*WHAT THE EXERCISE ASKS*
Print the full listing exactly.
[Opening INPUT MATERIAL section]
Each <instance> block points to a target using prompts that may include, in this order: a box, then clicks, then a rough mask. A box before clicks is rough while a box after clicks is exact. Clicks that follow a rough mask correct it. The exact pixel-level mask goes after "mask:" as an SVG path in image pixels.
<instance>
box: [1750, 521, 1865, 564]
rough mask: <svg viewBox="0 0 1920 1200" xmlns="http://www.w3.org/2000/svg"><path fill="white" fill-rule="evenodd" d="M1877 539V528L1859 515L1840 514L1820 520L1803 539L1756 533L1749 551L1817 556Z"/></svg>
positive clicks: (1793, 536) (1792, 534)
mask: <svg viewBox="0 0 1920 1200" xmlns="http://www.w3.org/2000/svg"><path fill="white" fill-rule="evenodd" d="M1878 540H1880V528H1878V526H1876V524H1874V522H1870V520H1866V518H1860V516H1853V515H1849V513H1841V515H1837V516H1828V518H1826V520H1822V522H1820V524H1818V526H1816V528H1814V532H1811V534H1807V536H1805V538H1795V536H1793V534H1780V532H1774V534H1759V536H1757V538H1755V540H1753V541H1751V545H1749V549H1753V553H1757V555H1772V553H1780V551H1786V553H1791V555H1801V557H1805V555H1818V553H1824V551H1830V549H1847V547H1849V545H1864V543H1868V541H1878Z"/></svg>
[Closing INPUT MATERIAL section]
*YOUR RESPONSE*
Each <instance> block points to a target using prompts that may include, in this order: a box, then clicks, then a rough mask. A box before clicks is rough while a box after clicks is exact. Clicks that follow a rough mask correct it. The exact pixel-level mask goes after "mask:" as an SVG path in image pixels.
<instance>
box: [1750, 521, 1865, 564]
rough mask: <svg viewBox="0 0 1920 1200" xmlns="http://www.w3.org/2000/svg"><path fill="white" fill-rule="evenodd" d="M1877 539V528L1859 515L1840 514L1820 520L1803 539L1756 533L1749 551L1817 556Z"/></svg>
positive clicks: (1793, 536) (1792, 534)
mask: <svg viewBox="0 0 1920 1200" xmlns="http://www.w3.org/2000/svg"><path fill="white" fill-rule="evenodd" d="M1878 540H1880V528H1878V526H1876V524H1874V522H1870V520H1866V518H1860V516H1853V515H1849V513H1841V515H1837V516H1828V518H1826V520H1822V522H1820V524H1818V526H1816V528H1814V532H1811V534H1807V536H1805V538H1795V536H1793V534H1780V532H1774V534H1759V536H1757V538H1755V540H1753V541H1751V545H1749V549H1753V553H1757V555H1772V553H1780V551H1786V553H1791V555H1801V557H1805V555H1818V553H1824V551H1830V549H1847V547H1849V545H1864V543H1868V541H1878Z"/></svg>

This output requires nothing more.